- What to work on
Where does the string "snow" appear in the records? Copy each line that holds it.

========================================

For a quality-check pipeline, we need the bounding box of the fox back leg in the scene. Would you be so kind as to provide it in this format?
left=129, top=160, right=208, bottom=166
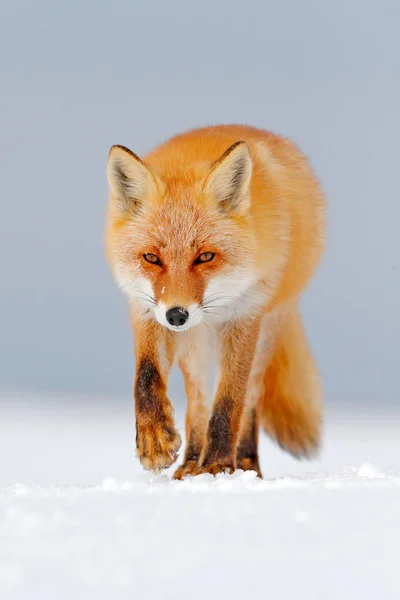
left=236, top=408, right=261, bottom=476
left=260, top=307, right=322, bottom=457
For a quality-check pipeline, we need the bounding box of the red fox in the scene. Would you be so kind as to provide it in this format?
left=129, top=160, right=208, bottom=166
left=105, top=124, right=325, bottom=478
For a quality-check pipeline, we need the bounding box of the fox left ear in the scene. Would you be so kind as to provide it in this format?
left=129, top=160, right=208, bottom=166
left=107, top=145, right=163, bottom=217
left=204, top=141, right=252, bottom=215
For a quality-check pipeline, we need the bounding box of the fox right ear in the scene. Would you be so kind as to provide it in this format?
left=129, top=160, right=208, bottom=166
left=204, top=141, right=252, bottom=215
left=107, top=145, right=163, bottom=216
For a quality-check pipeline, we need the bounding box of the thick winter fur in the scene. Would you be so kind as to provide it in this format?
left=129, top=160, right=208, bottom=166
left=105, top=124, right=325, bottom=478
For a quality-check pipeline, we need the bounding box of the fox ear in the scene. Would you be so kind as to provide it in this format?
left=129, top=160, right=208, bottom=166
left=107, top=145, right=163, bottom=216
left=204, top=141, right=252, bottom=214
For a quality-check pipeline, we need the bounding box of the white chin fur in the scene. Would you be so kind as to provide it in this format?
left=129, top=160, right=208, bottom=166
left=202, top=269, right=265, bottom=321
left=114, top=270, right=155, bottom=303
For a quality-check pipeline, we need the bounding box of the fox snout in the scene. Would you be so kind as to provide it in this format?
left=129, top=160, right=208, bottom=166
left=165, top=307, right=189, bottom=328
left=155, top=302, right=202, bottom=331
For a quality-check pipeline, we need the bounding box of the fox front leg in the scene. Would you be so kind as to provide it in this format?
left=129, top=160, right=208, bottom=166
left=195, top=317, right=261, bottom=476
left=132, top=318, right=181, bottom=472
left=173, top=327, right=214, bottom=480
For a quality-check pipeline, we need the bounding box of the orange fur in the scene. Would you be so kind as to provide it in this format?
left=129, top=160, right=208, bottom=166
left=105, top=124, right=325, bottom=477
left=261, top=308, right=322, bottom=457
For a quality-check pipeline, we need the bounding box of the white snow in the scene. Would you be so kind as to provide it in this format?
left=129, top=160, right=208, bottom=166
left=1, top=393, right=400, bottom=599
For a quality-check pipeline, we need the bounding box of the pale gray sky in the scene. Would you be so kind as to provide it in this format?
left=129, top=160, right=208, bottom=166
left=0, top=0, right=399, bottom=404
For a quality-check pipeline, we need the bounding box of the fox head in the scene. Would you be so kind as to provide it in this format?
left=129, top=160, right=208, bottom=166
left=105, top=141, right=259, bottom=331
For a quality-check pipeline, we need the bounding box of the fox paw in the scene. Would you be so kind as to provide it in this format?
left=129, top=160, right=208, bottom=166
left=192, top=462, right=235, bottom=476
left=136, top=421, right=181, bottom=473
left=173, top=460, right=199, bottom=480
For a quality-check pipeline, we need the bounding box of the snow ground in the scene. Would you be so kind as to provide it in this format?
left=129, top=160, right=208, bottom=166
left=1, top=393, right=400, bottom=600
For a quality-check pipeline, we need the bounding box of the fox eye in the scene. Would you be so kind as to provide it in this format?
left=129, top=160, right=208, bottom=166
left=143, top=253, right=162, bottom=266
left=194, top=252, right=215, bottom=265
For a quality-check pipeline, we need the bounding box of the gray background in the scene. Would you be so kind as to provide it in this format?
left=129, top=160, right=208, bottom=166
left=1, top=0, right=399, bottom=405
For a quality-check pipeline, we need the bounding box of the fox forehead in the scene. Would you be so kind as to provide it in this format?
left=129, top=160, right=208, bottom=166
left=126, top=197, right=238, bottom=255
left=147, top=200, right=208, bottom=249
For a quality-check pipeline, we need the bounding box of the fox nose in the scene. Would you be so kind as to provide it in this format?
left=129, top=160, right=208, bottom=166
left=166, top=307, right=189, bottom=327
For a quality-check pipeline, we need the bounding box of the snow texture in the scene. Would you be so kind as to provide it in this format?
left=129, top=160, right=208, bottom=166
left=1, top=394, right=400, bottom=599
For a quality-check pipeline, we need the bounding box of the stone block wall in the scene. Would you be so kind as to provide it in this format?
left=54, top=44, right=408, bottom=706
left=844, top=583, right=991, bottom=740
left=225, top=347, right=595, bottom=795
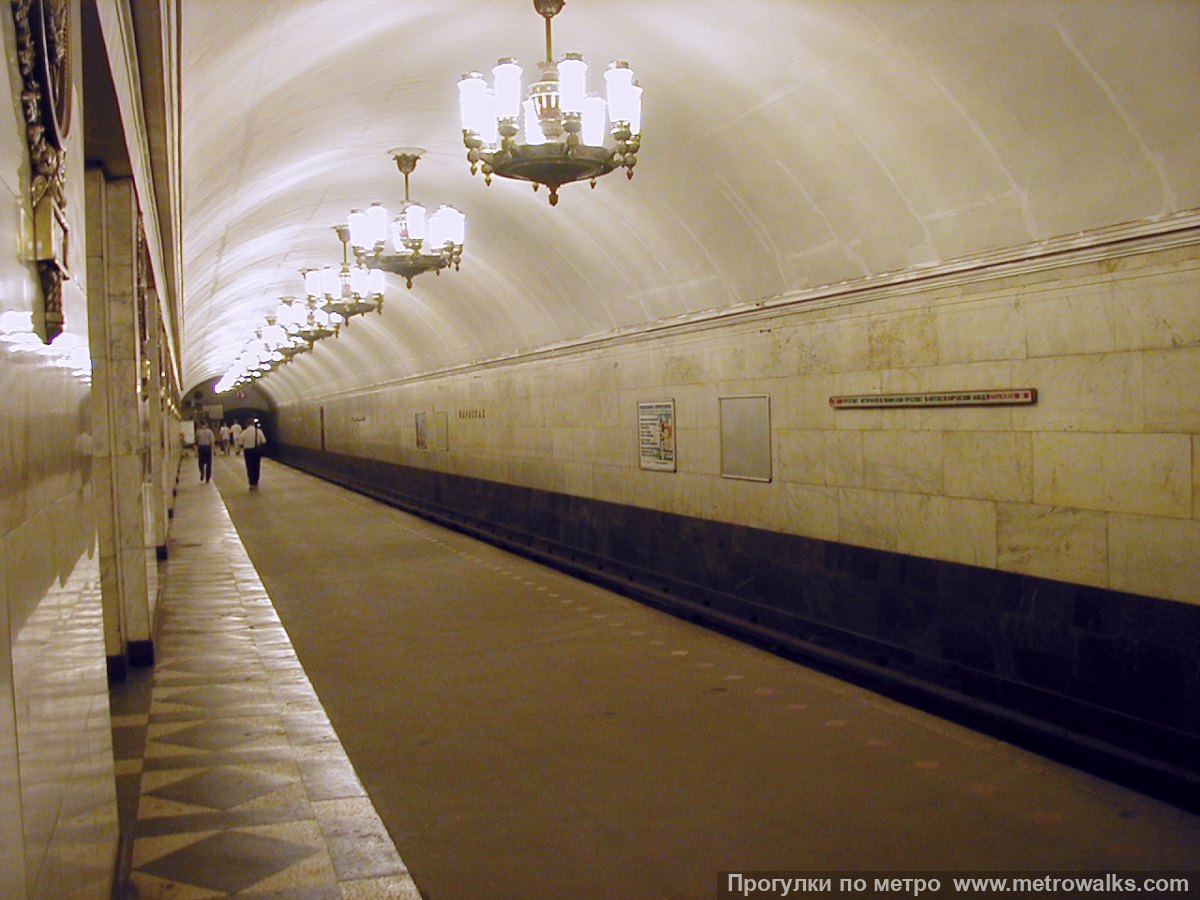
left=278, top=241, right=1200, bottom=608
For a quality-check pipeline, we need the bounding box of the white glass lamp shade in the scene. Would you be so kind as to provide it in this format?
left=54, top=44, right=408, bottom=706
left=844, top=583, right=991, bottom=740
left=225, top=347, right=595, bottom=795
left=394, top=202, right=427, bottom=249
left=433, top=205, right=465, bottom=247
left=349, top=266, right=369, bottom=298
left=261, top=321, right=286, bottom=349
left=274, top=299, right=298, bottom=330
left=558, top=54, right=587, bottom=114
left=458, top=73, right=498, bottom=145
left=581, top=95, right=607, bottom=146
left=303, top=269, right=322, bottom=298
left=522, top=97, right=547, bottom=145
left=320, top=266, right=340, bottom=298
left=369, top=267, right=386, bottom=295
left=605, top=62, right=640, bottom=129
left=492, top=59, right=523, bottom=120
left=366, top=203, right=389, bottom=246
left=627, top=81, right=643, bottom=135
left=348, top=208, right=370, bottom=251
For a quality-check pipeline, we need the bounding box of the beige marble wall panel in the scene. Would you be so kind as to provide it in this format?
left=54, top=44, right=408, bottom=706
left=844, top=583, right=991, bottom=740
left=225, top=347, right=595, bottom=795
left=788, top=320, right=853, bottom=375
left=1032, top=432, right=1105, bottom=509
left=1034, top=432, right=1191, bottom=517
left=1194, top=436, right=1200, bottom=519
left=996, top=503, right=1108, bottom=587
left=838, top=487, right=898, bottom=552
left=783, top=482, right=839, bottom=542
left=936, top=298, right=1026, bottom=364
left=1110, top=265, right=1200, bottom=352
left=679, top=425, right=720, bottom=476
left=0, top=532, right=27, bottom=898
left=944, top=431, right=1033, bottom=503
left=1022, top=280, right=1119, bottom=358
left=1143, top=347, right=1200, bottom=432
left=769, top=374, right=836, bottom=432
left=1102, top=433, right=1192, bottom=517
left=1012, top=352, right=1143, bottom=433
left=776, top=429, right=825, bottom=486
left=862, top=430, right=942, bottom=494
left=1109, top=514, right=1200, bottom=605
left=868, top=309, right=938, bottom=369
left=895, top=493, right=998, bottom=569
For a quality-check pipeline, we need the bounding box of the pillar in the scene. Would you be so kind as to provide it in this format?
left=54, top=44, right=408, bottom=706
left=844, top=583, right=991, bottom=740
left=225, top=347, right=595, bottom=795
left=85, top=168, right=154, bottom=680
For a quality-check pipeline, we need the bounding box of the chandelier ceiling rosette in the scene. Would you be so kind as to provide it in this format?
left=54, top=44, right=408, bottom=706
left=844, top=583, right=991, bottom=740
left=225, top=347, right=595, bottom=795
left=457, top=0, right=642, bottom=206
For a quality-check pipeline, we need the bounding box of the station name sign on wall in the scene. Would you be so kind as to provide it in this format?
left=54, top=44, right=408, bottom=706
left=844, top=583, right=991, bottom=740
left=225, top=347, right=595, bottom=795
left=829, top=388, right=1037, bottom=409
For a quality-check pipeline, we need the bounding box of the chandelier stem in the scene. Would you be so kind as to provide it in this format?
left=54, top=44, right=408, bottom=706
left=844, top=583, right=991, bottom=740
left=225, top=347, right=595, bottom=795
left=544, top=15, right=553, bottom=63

========================================

- Result for this exercise
For a quality-check pipeline, we need the bounding box of the white snow in the scene. Would you be so kind as to provide it in this format?
For a quality-check pipeline, we need the bounding box of the snow ground in the scene. Would you be so kind as to provide it in this format?
For a quality-check pipeline, we need the bounding box of the snow texture in the scene. Would you be so kind as to provide it in this format?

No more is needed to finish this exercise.